[start PASSAGE SHOWN]

Robert’s story is not unique. Of course, the individual stories are not identical nor necessarily as tragic. But consider the plight of many first-generation, low-income students who leave their homes and land on college campuses (whether elite or not) where some excel academically and then graduate. Normally, we stop the story there and celebrate success. Since graduation rates are so low for vulnerable students, we assume that the awarding of a degree is the crowning achievement.
In this book and through our lived experiences, certain questions recur: What more could have been done to save Robert? Could he have been saved if colleges saw their responsibility as extending beyond the moment a degree is awarded? Think about how many high schools consider their jobs done when students get accepted to college and complete high school. Check the box. Move on. But do these high-schoolers actually get to college and graduate? High schools are cutting short the scope of their work.
We think that colleges like the one where we work now have a greater obligation than we realize. We offer our first-generation students a career-launching liberal arts education but we do not address with enough deliberateness how our students will transition from our institution into employment or graduate school. Where will they live? Should they return home? How can they navigate their friendships from before and after college? What about their families back home?
Yes, we have career services offices. Yes, we match academic programs with careers. Yes, we have graduate fairs and job fairs. Yes, we have résumé-writing workshops. Yes, we do mock interviews. We do GRE prep. But what we are missing is what would have helped Robert Peace: an effort to focus on the transition from college to graduate school or the workplace in terms of its psychological dimensions. In the toolbox of skills we provide our first generation, low-income students who are graduating, we have failed to give them the skills to “crosswalk” effectively and smoothly between their past and their present and their future.
We should know better. We have experience with our younger veterans now returning stateside. Many of these veterans understandably struggle to navigate effectively from military life to civilian life. Settling into and then succeeding in college are mighty challenges. This reinforces the need to pay attention to our college seniors – preparing them not just for graduation and a career. We need to help them transition from college back to the “outside” world. Robert Peace was left to figure that pathway out on his own and he failed. Interventions from friends and family did not help.
We recognize that there is no magic pill here. But, here are two strategies that can help.

[end PASSAGE SHOWN]

→ TASK TO COMPLETE
According to the passage, what skills have colleges failed to give their graduating first-generation, low-income students? The rows after this passage are separate material unrelated to it.

[start RECORDS SUPPLIED]

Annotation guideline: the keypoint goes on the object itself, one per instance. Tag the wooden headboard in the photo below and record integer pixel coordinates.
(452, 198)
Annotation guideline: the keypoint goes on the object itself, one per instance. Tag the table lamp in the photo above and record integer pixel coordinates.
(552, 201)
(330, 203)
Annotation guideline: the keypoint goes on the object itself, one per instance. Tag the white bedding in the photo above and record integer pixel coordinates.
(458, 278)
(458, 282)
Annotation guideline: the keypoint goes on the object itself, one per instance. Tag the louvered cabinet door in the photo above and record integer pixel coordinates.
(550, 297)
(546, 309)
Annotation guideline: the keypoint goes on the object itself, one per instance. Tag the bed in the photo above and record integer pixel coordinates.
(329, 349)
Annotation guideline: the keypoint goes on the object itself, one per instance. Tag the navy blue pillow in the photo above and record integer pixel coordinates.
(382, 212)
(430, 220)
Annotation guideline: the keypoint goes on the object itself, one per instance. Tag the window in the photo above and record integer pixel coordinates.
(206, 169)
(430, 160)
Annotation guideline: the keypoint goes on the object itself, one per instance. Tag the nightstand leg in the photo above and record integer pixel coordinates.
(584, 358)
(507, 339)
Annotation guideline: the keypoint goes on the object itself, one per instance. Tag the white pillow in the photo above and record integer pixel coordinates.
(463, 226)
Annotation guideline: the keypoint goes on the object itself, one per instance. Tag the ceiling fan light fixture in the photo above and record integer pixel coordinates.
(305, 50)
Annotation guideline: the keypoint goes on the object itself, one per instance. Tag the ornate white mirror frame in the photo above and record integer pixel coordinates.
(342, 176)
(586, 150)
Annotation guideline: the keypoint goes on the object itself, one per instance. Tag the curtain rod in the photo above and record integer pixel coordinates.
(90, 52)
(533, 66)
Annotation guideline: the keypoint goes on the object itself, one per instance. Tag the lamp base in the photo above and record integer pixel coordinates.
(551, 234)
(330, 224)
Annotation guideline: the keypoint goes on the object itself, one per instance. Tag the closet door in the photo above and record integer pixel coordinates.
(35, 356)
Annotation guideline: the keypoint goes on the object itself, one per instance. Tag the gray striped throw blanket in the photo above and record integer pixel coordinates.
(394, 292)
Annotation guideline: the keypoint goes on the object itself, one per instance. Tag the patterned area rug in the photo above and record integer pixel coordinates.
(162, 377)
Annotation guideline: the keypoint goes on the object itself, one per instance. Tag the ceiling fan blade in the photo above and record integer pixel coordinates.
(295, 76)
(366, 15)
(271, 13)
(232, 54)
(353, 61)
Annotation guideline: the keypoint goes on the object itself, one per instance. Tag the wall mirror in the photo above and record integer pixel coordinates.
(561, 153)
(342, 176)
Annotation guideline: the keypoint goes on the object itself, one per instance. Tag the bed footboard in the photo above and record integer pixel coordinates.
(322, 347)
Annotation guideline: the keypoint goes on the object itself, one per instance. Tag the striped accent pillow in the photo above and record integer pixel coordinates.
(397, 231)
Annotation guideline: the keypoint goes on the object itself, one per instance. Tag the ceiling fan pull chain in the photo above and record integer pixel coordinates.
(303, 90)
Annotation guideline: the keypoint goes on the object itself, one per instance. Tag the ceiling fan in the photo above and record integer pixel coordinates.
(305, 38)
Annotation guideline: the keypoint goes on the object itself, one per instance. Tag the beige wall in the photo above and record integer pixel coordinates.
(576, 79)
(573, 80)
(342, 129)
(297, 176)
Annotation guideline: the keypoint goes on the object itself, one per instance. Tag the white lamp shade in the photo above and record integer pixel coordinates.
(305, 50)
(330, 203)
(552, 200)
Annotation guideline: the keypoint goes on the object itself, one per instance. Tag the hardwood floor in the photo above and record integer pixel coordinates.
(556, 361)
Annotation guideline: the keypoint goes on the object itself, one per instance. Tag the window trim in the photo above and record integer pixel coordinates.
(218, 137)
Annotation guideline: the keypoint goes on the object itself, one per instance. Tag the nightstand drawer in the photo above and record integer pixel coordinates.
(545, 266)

[end RECORDS SUPPLIED]

→ RESPONSE
The skills to "crosswalk" effectively and smoothly between their past, their present, and their future.